═════ Record list

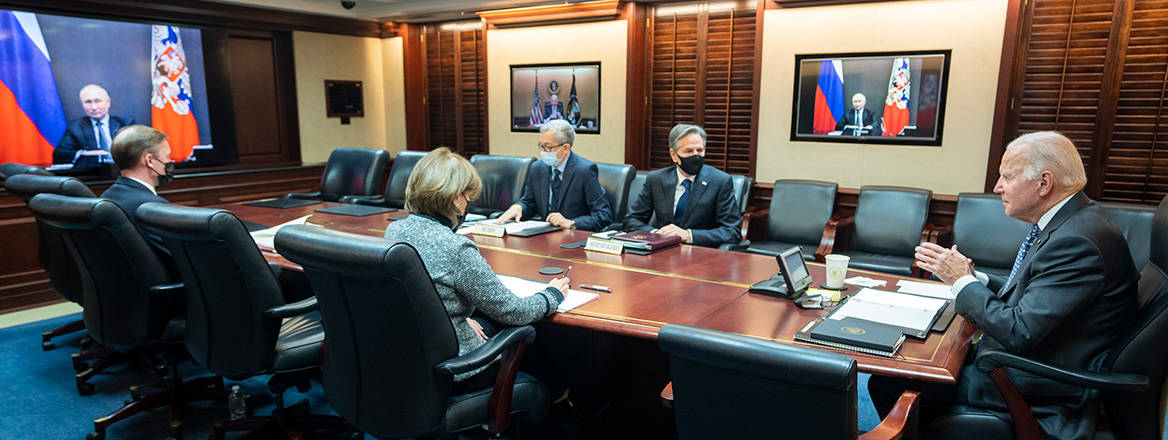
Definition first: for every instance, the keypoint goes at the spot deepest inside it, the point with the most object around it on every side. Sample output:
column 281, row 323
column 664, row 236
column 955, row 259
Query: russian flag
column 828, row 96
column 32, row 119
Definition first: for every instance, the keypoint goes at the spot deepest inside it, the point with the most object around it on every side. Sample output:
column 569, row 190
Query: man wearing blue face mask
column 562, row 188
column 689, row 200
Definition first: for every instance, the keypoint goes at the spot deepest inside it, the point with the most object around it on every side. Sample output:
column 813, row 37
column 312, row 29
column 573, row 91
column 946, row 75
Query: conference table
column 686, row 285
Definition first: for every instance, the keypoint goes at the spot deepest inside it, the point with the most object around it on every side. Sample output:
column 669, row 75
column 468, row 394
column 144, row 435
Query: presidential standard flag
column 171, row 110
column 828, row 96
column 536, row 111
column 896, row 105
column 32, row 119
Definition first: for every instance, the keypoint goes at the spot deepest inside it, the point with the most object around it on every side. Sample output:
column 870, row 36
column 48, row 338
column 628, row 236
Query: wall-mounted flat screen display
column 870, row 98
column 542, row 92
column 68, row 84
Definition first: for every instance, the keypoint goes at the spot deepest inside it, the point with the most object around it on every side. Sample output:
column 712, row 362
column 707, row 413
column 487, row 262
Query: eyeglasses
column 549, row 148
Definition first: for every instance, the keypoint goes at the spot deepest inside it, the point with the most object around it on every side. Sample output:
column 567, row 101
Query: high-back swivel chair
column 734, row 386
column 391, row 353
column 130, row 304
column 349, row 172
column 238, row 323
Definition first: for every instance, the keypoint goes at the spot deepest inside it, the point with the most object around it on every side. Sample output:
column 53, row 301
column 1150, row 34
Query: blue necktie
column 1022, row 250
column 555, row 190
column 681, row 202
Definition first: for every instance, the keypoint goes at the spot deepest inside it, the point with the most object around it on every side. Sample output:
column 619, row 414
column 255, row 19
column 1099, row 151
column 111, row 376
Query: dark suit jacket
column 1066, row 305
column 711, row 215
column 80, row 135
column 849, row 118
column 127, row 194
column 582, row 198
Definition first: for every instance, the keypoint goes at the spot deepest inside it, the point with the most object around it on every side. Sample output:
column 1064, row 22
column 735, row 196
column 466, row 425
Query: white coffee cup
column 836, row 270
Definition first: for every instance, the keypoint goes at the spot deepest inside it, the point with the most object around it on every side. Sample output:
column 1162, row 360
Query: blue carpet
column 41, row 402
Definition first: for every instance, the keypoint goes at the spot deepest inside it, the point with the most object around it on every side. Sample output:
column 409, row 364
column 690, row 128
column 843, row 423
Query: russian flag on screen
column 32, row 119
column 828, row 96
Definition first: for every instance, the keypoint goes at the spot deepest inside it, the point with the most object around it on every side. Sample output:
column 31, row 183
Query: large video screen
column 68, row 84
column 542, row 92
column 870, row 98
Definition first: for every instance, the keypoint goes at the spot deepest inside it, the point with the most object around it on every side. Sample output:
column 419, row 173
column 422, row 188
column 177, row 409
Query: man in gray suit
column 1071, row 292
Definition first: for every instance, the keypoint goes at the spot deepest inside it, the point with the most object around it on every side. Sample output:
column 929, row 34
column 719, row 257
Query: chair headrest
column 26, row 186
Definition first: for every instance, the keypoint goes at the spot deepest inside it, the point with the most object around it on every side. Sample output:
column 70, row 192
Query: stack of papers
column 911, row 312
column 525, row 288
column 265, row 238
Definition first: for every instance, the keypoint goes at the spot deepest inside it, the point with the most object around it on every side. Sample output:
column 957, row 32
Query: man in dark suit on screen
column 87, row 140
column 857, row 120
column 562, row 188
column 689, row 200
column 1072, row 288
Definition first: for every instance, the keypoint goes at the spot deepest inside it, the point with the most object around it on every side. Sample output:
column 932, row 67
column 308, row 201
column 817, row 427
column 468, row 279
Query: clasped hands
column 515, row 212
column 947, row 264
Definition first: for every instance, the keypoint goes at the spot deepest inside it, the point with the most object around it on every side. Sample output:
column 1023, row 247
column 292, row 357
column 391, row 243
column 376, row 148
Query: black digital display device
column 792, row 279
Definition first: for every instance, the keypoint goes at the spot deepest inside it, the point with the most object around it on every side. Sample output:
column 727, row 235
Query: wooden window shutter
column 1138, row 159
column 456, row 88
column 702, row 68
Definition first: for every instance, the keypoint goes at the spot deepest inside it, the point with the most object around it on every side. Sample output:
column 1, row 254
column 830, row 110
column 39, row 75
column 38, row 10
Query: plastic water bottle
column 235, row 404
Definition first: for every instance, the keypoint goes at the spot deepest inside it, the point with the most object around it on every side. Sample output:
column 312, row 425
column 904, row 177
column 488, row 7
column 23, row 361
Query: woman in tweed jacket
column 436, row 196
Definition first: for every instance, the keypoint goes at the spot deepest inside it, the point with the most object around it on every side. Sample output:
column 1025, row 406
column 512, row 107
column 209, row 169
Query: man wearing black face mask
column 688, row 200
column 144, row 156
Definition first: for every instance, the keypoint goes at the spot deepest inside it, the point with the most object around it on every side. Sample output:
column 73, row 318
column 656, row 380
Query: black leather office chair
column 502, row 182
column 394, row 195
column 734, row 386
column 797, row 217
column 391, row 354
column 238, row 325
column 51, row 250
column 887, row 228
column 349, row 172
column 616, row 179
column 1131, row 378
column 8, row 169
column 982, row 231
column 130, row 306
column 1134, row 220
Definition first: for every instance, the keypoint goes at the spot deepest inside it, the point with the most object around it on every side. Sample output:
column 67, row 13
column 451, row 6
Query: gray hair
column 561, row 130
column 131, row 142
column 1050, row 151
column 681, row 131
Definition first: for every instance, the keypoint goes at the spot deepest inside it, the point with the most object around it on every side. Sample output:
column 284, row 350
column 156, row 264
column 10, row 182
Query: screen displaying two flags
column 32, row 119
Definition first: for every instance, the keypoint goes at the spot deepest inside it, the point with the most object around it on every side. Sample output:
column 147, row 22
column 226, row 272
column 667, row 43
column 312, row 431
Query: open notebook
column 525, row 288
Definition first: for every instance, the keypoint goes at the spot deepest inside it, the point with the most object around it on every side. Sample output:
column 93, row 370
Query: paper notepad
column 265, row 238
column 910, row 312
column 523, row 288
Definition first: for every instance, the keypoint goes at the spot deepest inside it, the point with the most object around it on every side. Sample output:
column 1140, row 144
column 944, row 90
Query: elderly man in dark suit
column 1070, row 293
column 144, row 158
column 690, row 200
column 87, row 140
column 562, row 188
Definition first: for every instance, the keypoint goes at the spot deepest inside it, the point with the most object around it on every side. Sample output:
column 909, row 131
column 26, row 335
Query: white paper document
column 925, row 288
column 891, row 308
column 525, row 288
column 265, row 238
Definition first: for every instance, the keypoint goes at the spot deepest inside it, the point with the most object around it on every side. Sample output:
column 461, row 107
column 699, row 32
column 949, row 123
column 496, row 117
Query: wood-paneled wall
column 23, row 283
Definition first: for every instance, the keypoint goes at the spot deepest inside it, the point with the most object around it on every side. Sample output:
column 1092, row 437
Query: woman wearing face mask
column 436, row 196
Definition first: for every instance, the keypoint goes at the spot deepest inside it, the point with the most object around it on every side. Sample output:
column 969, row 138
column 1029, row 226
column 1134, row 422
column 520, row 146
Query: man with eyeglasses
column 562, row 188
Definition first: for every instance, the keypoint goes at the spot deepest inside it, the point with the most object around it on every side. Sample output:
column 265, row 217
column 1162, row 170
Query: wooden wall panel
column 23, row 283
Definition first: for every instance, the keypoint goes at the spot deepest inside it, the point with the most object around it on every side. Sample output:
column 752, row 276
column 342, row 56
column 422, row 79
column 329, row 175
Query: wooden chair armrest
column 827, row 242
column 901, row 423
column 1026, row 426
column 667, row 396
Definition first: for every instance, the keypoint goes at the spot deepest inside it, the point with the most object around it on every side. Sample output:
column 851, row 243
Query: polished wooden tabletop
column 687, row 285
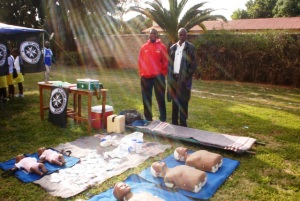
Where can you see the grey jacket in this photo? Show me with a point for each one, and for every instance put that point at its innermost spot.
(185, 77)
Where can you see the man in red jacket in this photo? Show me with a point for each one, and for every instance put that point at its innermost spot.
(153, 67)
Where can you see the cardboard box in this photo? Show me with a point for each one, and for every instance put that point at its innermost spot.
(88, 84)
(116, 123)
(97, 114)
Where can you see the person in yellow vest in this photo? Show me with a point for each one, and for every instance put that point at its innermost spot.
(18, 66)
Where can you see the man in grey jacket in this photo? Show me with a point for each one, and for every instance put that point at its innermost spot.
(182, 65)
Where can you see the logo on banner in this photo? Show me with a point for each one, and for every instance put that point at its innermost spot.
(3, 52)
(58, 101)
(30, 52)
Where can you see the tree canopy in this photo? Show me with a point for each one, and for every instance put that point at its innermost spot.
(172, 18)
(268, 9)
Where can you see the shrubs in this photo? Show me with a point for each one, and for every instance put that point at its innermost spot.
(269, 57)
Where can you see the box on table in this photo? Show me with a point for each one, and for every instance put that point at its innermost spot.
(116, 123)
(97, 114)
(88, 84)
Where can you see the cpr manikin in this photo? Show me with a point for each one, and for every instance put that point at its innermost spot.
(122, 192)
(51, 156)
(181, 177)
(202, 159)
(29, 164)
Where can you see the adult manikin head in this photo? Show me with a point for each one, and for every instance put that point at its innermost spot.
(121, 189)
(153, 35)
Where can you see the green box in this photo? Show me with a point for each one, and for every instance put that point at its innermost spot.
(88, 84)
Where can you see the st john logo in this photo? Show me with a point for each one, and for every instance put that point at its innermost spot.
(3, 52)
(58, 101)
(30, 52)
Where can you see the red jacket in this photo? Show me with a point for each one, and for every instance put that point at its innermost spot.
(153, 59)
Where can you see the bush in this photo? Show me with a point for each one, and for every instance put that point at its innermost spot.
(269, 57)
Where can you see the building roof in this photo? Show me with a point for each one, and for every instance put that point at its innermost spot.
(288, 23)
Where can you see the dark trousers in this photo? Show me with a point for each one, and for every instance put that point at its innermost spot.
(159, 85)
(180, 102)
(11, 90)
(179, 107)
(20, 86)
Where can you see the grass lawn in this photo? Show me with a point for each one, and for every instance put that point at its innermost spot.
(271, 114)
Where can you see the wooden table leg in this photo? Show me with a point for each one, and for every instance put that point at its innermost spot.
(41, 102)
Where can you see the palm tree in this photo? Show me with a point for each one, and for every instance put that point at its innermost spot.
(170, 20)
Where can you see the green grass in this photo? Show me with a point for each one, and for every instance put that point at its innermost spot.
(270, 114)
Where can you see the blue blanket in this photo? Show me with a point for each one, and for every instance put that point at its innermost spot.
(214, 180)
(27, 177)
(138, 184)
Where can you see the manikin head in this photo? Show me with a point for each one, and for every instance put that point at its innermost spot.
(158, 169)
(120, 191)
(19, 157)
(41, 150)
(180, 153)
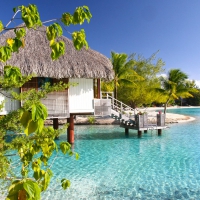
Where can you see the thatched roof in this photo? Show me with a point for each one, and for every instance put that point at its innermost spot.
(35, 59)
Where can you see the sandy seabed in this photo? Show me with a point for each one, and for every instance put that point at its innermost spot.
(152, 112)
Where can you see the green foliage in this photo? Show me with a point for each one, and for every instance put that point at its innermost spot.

══════════

= Work to do =
Leave out the pictures, and please output only the lines from the line that contains "Where can you see the building" through the end of the data, both ends included.

= Written solution =
Where can you see the building roof in this photo? Show me with a point for each one, and for every instance put that point at its innermost spot.
(288, 23)
Where can you see the dark trousers in this photo? Show me with a point for each one, and for every instance put that point at its innermost spot.
(159, 85)
(180, 102)
(11, 90)
(179, 107)
(20, 86)
Where can you see the grass lawn in this photo? Show me with a point for each one, and for every instance put that point at its innermost spot.
(271, 114)
Where can you see the wooden table leg in this photo? Show me with a point for each one, and for every instance put that point at its innermost spot.
(41, 102)
Where can you see the palm tree in this photo? Show me with a point for each one, and for every instance put that point at its innermost spot.
(170, 20)
Where can you see the green grass in this photo? Show me with a point for each one, and for every instance put that point at its innermost spot.
(270, 114)
Where can you see the blue blanket in this photo? Show me with a point for each one, and for every instance put that point at its innermost spot.
(214, 180)
(27, 177)
(138, 184)
Where can you see the manikin head in this photo? Show me with a point for each one, and for every instance put that point at its innermost spot.
(158, 169)
(120, 191)
(19, 157)
(41, 150)
(180, 153)
Where can you see the thatched roof in this photo? Show me with a point for each one, and for every instance put that point at its innermost spot.
(35, 59)
Where can you see the sandy seabed in this photo? Show me with a point for each one, and for every instance put that point at its innermost spot.
(152, 112)
Where can you see the green foliage in this photo? Show me with a point for each one, and for every instance put that point at its innermost spot.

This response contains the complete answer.